Tasks:
A: Reproduce the part of the Posthuman Monsters passage starting with "The narrative deals" and going on through "of these beings.".
B: Resume the Posthuman Monsters passage after its last sentence and write what comes next.

Given passage:
Posthuman Monsters

This website is an online extension of the book Posthuman Monsters.

The narrative deals with a parallel reality where the humans lost their bodies and became data encoded in the natural and unnatural landscape of planet Earth. In this new state, the humans metamorphose into posthuman digital data interacting and living in a network of nodes. Each one of these nodes represents one posthuman being. I decided to not just imagine how these entities would feel, but to go further and create autonomous artificial digital beings that could express and exist by themselves. To achieve this I guided three artificial intelligences (AI) into writing from the perspective of these beings.

For this purpose I used the open source AI Generative Pre-trained Transformer 2 (GPT-2) from OpenAI that can consistently generate text indistinguishable from that of humans. The original content employed by the OpenAI research team to teach this model how to write comes from web pages linked to by Reddit posts. This AI was subsequently fine tuned with my own content as well as texts from other authors that dealt with the topics I wanted these posthuman beings to contemplate. Some of the first content generated was also added to the compilation of texts used to instruct the AI. The final result is an AI that is trained on topics suggested by millions of users online in Reddit boards, my own narrative, the perspectives of posthumanist theorists, the imagination of science fiction writers and its own generated text.

Supplied information:

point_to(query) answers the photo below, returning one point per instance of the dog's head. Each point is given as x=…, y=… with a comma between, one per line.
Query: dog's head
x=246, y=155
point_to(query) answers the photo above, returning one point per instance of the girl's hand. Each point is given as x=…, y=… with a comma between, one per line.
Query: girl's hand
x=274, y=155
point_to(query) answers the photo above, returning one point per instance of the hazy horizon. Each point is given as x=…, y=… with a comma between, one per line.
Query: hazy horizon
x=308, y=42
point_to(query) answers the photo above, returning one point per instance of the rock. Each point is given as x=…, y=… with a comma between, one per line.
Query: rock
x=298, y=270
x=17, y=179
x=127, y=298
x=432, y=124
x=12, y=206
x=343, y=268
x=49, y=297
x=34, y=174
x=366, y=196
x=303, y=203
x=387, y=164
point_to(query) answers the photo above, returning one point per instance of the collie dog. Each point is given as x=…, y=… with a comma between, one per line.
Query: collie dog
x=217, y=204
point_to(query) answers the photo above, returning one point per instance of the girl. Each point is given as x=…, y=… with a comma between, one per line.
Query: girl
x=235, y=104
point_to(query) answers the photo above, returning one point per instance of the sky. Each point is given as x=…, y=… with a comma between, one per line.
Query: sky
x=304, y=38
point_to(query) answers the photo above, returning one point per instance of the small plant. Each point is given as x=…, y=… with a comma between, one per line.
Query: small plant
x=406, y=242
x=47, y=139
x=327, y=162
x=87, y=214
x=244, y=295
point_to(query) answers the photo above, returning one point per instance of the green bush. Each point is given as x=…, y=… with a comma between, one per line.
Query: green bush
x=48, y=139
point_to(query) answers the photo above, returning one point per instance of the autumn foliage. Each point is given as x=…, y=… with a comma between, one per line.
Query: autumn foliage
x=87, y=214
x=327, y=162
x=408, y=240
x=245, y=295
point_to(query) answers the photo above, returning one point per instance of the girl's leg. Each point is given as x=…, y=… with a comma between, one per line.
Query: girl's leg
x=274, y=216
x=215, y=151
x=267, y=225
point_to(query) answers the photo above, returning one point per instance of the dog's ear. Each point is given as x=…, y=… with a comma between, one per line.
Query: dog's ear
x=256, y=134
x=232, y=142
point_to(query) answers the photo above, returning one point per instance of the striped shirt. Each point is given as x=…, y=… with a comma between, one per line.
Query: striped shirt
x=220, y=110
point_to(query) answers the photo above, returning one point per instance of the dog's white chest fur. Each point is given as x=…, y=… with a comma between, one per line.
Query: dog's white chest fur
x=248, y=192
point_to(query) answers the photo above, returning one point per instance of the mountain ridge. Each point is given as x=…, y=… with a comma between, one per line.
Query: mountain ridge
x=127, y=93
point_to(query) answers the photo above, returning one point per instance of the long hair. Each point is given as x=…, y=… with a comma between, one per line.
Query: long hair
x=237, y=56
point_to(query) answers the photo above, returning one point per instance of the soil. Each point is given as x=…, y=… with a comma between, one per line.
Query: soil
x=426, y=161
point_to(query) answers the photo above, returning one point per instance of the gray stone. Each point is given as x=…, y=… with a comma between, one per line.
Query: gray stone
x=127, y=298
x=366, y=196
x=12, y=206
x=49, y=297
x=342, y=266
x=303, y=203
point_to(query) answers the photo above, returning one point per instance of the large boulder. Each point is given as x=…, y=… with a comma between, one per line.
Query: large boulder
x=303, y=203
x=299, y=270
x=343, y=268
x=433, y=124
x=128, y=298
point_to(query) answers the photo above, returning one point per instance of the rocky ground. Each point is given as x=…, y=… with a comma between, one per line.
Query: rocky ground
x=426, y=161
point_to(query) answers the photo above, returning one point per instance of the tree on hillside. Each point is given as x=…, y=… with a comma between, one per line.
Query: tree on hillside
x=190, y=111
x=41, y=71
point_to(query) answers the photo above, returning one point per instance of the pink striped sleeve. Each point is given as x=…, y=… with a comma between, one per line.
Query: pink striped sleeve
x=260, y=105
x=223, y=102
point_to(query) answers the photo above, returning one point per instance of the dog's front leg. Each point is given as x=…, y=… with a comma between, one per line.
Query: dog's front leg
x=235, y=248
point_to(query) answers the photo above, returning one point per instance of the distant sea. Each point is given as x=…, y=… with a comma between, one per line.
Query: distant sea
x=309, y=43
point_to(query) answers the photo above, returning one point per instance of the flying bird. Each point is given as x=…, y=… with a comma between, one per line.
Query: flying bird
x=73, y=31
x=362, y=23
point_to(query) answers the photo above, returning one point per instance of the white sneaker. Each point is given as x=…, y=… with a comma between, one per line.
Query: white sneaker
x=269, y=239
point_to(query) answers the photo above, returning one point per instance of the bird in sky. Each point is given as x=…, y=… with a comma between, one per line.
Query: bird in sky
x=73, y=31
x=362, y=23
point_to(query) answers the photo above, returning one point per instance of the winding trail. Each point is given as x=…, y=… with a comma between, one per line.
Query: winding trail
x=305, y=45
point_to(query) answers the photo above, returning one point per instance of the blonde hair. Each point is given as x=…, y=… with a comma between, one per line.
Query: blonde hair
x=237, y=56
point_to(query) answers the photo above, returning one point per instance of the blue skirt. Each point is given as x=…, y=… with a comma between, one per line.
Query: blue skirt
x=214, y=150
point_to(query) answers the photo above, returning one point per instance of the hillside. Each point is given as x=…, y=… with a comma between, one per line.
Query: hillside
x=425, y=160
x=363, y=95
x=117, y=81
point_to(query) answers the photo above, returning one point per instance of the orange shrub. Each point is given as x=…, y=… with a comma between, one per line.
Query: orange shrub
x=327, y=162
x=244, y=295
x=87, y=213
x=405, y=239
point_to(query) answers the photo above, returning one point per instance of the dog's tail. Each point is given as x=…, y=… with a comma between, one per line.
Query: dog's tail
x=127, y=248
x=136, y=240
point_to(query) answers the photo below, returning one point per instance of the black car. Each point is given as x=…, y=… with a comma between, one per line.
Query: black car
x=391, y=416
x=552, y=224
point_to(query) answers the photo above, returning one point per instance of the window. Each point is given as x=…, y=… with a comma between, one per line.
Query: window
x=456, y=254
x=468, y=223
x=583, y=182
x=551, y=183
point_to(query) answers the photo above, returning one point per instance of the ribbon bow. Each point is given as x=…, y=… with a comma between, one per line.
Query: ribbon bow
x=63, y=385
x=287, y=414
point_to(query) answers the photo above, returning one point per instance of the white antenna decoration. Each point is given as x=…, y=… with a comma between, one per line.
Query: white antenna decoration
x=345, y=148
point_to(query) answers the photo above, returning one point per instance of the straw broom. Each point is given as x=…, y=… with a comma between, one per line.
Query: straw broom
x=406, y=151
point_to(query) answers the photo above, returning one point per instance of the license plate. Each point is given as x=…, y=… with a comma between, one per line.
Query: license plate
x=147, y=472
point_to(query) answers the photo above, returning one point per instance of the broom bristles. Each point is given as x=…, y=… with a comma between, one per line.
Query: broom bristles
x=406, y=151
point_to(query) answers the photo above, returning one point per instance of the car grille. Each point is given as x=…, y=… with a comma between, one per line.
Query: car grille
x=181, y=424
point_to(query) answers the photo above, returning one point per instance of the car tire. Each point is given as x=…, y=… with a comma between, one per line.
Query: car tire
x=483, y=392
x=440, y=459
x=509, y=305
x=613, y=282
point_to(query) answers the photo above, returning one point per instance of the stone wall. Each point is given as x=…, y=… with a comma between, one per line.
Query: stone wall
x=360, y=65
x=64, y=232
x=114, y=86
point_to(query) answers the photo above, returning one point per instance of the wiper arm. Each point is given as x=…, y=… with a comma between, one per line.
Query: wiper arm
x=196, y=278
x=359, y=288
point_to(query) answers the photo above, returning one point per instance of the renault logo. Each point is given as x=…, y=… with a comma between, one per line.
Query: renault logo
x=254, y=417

---

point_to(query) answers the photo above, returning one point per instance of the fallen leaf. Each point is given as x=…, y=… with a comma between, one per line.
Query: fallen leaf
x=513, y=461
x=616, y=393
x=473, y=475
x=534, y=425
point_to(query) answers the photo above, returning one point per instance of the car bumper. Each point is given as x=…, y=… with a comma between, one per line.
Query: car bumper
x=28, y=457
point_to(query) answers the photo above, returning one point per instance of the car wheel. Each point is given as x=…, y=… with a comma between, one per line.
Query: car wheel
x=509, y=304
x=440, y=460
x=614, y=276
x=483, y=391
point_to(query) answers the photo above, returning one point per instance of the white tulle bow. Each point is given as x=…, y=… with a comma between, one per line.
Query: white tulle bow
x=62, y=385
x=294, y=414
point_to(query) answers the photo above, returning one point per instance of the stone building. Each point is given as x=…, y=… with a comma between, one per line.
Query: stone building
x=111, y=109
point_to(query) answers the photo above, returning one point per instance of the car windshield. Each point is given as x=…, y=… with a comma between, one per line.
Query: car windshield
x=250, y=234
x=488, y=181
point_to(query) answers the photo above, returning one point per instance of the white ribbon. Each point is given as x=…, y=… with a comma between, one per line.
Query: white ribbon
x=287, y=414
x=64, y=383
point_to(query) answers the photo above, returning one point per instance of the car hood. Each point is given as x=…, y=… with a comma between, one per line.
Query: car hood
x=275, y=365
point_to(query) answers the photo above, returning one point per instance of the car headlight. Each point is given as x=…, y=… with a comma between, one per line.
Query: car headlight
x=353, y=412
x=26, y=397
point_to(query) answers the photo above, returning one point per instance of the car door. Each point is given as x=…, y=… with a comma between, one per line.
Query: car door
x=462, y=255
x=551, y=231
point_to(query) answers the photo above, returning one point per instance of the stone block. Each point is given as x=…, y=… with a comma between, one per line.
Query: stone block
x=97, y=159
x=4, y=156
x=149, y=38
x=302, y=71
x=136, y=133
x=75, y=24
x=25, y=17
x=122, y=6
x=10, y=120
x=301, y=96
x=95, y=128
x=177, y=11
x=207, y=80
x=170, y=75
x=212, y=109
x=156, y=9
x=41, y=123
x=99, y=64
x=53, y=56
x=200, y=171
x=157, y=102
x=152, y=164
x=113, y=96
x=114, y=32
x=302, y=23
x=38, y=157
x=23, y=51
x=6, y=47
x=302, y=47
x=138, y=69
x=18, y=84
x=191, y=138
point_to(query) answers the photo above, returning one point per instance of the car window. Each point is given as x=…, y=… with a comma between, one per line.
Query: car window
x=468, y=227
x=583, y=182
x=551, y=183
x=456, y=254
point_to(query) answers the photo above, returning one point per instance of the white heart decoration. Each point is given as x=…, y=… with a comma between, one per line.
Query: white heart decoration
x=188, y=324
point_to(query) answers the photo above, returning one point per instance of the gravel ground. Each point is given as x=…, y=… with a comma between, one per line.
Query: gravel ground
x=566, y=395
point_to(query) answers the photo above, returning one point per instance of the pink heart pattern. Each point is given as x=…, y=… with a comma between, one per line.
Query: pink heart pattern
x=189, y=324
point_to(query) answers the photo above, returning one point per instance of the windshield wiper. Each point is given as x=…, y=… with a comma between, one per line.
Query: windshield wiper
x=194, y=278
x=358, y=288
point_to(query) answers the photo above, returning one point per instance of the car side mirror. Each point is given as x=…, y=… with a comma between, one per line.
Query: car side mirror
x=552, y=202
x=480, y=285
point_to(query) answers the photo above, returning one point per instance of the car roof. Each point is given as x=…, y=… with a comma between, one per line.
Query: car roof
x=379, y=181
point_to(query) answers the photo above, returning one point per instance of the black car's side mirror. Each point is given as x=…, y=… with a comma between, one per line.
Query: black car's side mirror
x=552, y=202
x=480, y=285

Answers to each task:
A:
The narrative deals with a parallel reality where the humans lost their bodies and became data encoded in the natural and unnatural landscape of planet Earth. In this new state, the humans metamorphose into posthuman digital data interacting and living in a network of nodes. Each one of these nodes represents one posthuman being. I decided to not just imagine how these entities would feel, but to go further and create autonomous artificial digital beings that could express and exist by themselves. To achieve this I guided three artificial intelligences (AI) into writing from the perspective of these beings.

B:
In order to better suit the structure of the narrative, I trained this original intelligence with three different sets of content, originating three different AIs. This means each one can generate text more focused on the three specific topics I wanted to address: what are the effects of the loss of the human body on the relations between human and human, human and landscape and human and death, respectively. Some content is repeated in the three collections; these include the passages regarding the history of the transition from the human body to data and about the condition of living as data. The control of this outputed text is limited, so the created text is frequently outside the scope of the desired topics. Nonetheless, some of the texts generated during this process are reproduced in the book, occasionally edited to improve the cohesion of the narrative.

On this website the process of creation and organizaton of the narrative is further explored. The digital mean provides a chapter for a realtime, fluid and fragmented generation of bodies of text.

For the process described above passages from the following works were used:

Braidotti, R. (2003). The Posthuman. Cambridge: Polity Press.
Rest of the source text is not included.